§ EXERCISE BRIEF
Reproduce verbatim the stretch of the essay below about a time-travel car commercial from "I live a life" through "totally makes me.".

I live a life of intrigue and adventure, but occasionally I like to pretend to be boring and just sit around my house drinking booze and watching TV – you know, so I don’t lose touch with the common man. You can’t write noir-SF novels if you’re Indiana Jones all the time. Sometimes you gotta stay home, have a few belts, and watch a couple of episodes of Project Runway, because that’s what the common folk watch. And also too my wife, The Duchess, totally makes me.
Anyway, while working on my fourth bourbon (Project Runway is a four-drink show; America’s Got Talent, which my wife also insists I watch, is a whole-bottle show, and I frequently have to be carried to bed after an episode) I saw a car commercial which involved people debating whether to buy a new car, and then being visited by themselves from the future and told that buying the car would be the best decision of their lives. Then the salesman says something along the lines of, “You should buy it! But not that one from the future. It’s a time/space continuum thing.”
Now, on the one hand this commercial and I are totally Fail together because I can’t recall what frickin’ car it’s supposed to be selling. My brother once told me that they’ve done studies and found that interesting, creative commercials didn’t work because people remembered the interesting, but not the product, whereas bad, annoying commercials worked because people totally remembered the product. I’m not sure where I was going with that, since this commercial was annoying and I couldn’t remember the product, but let that drift. The other hand I was working towards is the fact that this pretty much proves Science Fiction is no longer really a genre. For god’s sake, we have time travel and temporal paradoxes in car commercials.

§ RECORDS SUPPLIED
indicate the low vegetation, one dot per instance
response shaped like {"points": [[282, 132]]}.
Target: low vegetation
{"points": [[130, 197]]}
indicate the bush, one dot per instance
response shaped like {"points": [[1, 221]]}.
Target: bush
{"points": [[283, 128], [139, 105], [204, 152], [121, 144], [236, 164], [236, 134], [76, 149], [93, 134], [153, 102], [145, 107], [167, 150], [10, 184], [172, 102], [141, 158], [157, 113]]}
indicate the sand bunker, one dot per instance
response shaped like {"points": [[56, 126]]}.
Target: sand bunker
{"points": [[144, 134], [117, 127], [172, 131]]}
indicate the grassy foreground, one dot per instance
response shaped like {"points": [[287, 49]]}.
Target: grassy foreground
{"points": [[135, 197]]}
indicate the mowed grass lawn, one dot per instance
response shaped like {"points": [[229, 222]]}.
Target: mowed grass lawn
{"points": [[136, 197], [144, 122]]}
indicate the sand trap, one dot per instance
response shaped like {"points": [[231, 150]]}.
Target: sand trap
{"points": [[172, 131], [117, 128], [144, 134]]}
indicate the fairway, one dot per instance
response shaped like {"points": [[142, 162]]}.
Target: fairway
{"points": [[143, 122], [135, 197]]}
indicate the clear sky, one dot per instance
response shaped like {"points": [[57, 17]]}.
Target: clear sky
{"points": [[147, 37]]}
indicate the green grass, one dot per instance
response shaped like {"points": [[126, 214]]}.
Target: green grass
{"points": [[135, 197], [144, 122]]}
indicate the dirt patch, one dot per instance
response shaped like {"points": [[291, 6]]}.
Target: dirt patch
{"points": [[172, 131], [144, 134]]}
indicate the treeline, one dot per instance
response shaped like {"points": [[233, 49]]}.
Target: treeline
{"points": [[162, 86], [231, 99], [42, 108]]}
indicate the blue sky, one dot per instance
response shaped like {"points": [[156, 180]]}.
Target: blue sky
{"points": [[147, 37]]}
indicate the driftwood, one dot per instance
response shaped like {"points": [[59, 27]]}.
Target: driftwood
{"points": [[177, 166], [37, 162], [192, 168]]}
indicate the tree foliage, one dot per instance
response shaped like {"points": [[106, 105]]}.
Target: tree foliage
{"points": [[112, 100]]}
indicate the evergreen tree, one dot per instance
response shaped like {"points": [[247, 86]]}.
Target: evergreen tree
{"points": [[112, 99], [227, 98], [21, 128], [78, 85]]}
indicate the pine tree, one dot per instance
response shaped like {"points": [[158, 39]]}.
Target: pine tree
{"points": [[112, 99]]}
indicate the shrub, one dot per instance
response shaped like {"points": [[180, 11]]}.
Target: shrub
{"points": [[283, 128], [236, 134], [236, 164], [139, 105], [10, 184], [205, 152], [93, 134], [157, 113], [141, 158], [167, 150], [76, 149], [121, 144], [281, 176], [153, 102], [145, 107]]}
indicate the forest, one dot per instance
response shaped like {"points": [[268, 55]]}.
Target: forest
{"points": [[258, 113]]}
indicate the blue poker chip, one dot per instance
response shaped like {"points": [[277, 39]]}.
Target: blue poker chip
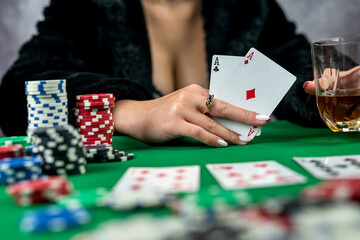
{"points": [[46, 100], [13, 170], [47, 96], [45, 82], [41, 115], [54, 219], [46, 105]]}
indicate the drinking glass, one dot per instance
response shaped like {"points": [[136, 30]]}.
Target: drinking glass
{"points": [[336, 67]]}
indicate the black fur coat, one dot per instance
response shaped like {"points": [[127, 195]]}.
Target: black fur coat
{"points": [[102, 46]]}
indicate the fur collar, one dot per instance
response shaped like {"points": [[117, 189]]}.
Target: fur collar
{"points": [[231, 27]]}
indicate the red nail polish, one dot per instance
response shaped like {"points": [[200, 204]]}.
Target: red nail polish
{"points": [[305, 84]]}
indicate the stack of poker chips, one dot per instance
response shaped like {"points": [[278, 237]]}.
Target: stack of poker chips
{"points": [[24, 141], [139, 199], [47, 104], [105, 153], [13, 170], [54, 219], [11, 151], [42, 190], [94, 118], [61, 149]]}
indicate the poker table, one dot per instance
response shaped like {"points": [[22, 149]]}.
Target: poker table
{"points": [[279, 141]]}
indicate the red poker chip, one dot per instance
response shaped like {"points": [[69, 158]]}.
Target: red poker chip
{"points": [[94, 134], [105, 101], [105, 107], [37, 185], [96, 128], [92, 111], [94, 96], [10, 148], [100, 101], [109, 142], [94, 120], [11, 151], [101, 124], [96, 137], [88, 116]]}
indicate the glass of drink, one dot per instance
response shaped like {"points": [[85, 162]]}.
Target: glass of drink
{"points": [[336, 66]]}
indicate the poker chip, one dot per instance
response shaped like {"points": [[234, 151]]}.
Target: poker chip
{"points": [[11, 151], [94, 96], [105, 153], [334, 191], [42, 190], [62, 150], [13, 170], [24, 141], [54, 219], [86, 197], [46, 104], [94, 118], [143, 227]]}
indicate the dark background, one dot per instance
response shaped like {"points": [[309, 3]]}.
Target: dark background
{"points": [[317, 19]]}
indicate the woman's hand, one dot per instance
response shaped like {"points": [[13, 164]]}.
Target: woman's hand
{"points": [[181, 113]]}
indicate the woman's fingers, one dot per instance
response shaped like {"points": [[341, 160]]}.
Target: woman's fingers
{"points": [[213, 127], [221, 109], [194, 131]]}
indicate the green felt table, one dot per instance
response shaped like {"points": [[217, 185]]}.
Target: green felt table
{"points": [[279, 141]]}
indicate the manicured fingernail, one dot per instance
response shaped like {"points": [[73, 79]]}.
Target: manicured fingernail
{"points": [[222, 143], [262, 118], [306, 83], [245, 139]]}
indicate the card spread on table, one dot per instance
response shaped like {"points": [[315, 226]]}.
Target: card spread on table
{"points": [[334, 167], [255, 83], [166, 179], [233, 176]]}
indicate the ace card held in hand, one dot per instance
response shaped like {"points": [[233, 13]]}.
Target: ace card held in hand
{"points": [[255, 83], [165, 179]]}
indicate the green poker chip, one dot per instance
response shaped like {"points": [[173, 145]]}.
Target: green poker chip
{"points": [[24, 141], [95, 197]]}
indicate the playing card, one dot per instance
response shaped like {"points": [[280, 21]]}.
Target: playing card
{"points": [[253, 175], [222, 67], [166, 179], [258, 84], [335, 167]]}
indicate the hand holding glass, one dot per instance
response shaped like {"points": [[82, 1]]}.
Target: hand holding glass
{"points": [[336, 65]]}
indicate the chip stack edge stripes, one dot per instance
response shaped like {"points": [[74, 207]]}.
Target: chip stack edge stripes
{"points": [[46, 104], [94, 118], [41, 190], [61, 149]]}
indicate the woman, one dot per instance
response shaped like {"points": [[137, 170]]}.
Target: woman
{"points": [[155, 56]]}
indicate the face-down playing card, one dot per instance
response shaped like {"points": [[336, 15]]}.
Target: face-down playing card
{"points": [[165, 179], [258, 85], [334, 167], [233, 176]]}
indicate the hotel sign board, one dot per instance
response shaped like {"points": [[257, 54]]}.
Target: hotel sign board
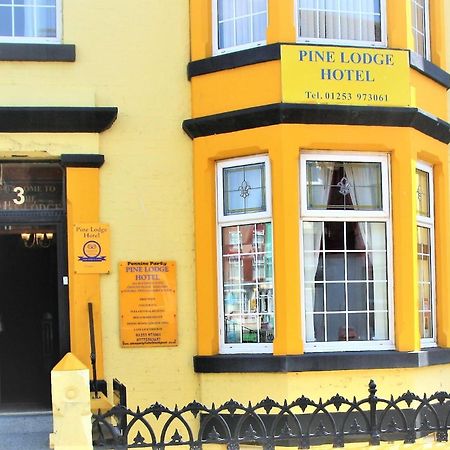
{"points": [[148, 305], [345, 76], [31, 187], [91, 248]]}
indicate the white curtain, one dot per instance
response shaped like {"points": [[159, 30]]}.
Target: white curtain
{"points": [[338, 19], [312, 234], [29, 11], [364, 191]]}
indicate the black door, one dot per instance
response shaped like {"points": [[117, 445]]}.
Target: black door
{"points": [[31, 309]]}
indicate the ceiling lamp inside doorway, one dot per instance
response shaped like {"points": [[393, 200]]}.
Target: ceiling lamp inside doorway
{"points": [[42, 240]]}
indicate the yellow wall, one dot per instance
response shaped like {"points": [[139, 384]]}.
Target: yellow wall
{"points": [[132, 56], [284, 144]]}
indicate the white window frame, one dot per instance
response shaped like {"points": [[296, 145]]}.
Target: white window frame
{"points": [[346, 42], [234, 48], [240, 219], [40, 40], [428, 222], [427, 29], [343, 216]]}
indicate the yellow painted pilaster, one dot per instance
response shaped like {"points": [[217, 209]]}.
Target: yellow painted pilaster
{"points": [[281, 26], [442, 246], [284, 158], [205, 234], [399, 24], [82, 186], [436, 154], [404, 227], [201, 28], [438, 23]]}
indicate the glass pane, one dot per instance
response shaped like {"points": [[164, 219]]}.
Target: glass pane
{"points": [[379, 326], [259, 27], [356, 266], [334, 266], [357, 327], [378, 300], [243, 31], [356, 235], [242, 7], [344, 185], [5, 21], [334, 235], [232, 301], [244, 189], [231, 240], [225, 9], [250, 329], [266, 329], [336, 330], [232, 330], [315, 293], [426, 325], [335, 296], [315, 328], [46, 22], [357, 296], [376, 236], [24, 22], [312, 236], [423, 193], [259, 6], [226, 34]]}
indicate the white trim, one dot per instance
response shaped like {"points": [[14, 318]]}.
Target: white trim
{"points": [[235, 48], [240, 220], [426, 31], [346, 42], [428, 222], [312, 216], [37, 39], [355, 157], [248, 217]]}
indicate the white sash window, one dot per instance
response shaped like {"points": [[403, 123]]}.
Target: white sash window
{"points": [[30, 21], [346, 242], [421, 27], [356, 22], [246, 305], [425, 254], [239, 24]]}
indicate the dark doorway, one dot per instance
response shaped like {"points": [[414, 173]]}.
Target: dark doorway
{"points": [[29, 314]]}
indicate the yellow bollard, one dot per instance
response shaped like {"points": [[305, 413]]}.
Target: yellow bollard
{"points": [[72, 427]]}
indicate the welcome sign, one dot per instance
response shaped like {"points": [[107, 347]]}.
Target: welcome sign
{"points": [[345, 76]]}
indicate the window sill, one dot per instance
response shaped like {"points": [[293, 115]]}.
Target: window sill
{"points": [[37, 52], [310, 362]]}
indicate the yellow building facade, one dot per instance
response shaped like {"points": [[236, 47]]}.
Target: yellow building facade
{"points": [[101, 117], [293, 102], [295, 181]]}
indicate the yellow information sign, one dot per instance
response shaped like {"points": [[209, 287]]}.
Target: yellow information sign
{"points": [[345, 76], [91, 248], [148, 307]]}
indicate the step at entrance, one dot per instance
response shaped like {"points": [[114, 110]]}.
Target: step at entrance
{"points": [[25, 431]]}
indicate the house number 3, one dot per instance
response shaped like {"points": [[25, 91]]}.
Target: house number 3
{"points": [[20, 197]]}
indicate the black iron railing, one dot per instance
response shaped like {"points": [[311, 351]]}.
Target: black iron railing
{"points": [[302, 423]]}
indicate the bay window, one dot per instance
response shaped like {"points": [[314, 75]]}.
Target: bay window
{"points": [[239, 24], [420, 27], [356, 22], [425, 254], [30, 20], [346, 243], [245, 248]]}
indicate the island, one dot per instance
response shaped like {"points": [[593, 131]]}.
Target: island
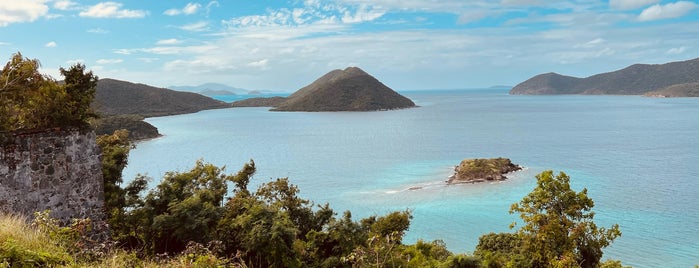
{"points": [[679, 90], [674, 79], [259, 102], [124, 105], [482, 170], [350, 89]]}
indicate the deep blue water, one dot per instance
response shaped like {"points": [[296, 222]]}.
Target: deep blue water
{"points": [[637, 156]]}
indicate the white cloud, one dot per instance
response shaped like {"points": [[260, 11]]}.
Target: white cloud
{"points": [[196, 27], [148, 60], [64, 5], [676, 50], [111, 10], [172, 12], [21, 11], [171, 41], [210, 5], [667, 11], [97, 31], [630, 4], [362, 14], [259, 64], [109, 61], [123, 51], [189, 9]]}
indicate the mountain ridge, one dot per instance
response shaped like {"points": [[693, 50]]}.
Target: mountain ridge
{"points": [[351, 89]]}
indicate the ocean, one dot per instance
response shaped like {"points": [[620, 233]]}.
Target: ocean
{"points": [[638, 157]]}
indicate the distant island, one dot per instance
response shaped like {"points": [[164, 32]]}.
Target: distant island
{"points": [[259, 102], [124, 105], [350, 89], [680, 90], [675, 79], [211, 89], [482, 170]]}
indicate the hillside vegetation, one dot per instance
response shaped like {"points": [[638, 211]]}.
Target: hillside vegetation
{"points": [[193, 218], [680, 90], [636, 79], [350, 89]]}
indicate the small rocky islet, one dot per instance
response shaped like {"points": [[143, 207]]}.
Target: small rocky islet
{"points": [[482, 170]]}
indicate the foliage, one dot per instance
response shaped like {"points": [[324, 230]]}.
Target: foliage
{"points": [[138, 129], [559, 228], [501, 250], [30, 100], [22, 245]]}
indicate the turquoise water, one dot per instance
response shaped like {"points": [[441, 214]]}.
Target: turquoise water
{"points": [[637, 156]]}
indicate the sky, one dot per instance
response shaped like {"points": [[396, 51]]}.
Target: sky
{"points": [[283, 45]]}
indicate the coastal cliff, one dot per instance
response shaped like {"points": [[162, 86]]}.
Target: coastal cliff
{"points": [[350, 89], [637, 79]]}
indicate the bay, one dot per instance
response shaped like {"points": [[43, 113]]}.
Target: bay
{"points": [[636, 156]]}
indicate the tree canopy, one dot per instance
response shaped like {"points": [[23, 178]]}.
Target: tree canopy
{"points": [[30, 100]]}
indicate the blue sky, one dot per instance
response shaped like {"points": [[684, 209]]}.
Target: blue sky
{"points": [[408, 44]]}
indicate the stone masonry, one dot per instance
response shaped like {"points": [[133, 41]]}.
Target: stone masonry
{"points": [[54, 169]]}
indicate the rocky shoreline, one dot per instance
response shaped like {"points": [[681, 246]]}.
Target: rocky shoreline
{"points": [[482, 170]]}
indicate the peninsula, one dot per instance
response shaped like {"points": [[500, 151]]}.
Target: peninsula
{"points": [[350, 89], [674, 79]]}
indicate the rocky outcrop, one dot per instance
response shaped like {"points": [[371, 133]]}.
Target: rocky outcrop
{"points": [[114, 97], [350, 89], [259, 102], [56, 170], [636, 79], [482, 170]]}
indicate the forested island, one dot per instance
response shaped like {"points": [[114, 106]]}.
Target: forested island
{"points": [[674, 79], [482, 170], [350, 89]]}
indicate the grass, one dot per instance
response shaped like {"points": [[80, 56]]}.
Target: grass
{"points": [[22, 245]]}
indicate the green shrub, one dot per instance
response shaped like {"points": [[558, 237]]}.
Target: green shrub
{"points": [[22, 245]]}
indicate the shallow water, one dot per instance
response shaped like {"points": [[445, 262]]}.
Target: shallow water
{"points": [[637, 156]]}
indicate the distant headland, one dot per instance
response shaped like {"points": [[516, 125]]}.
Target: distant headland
{"points": [[350, 89], [482, 170], [674, 79]]}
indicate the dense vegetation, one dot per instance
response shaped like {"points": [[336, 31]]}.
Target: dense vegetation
{"points": [[193, 219], [114, 97], [636, 79], [31, 101], [679, 90], [259, 102], [350, 89], [138, 129]]}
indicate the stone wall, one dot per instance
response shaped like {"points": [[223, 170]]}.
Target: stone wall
{"points": [[56, 170]]}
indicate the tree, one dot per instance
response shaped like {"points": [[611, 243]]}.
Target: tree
{"points": [[184, 207], [30, 100], [558, 226], [80, 87], [20, 84]]}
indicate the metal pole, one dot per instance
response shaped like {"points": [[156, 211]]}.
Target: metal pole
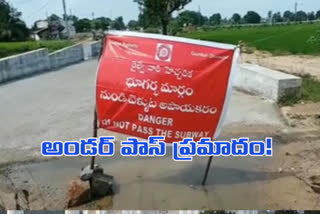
{"points": [[65, 17], [95, 133], [207, 172]]}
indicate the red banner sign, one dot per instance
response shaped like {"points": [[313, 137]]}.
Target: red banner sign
{"points": [[165, 86]]}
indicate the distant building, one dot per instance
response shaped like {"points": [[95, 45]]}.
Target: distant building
{"points": [[57, 29]]}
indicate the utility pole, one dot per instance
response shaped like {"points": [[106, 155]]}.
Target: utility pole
{"points": [[295, 11], [199, 11], [66, 17]]}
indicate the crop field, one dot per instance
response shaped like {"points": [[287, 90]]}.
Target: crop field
{"points": [[11, 48], [279, 40]]}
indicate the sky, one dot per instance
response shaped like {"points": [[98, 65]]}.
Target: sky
{"points": [[33, 10]]}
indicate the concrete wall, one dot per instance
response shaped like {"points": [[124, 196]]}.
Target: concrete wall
{"points": [[24, 64], [92, 49], [66, 56], [96, 48], [269, 83]]}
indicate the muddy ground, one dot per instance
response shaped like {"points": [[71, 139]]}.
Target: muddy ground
{"points": [[289, 180]]}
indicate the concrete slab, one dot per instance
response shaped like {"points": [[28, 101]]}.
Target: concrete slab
{"points": [[59, 105], [269, 83]]}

§ TASK RESPONSE
I live a life of intrigue and adventure, but occasionally I like to pretend to be boring and just sit around my house drinking booze and watching TV – you know, so I don’t lose touch with the common man. You can’t write noir-SF novels if you’re Indiana Jones all the time. Sometimes you gotta stay home, have a few belts, and watch a couple of episodes of Project Runway, because that’s what the common folk watch. And also too my wife, The Duchess, totally makes me.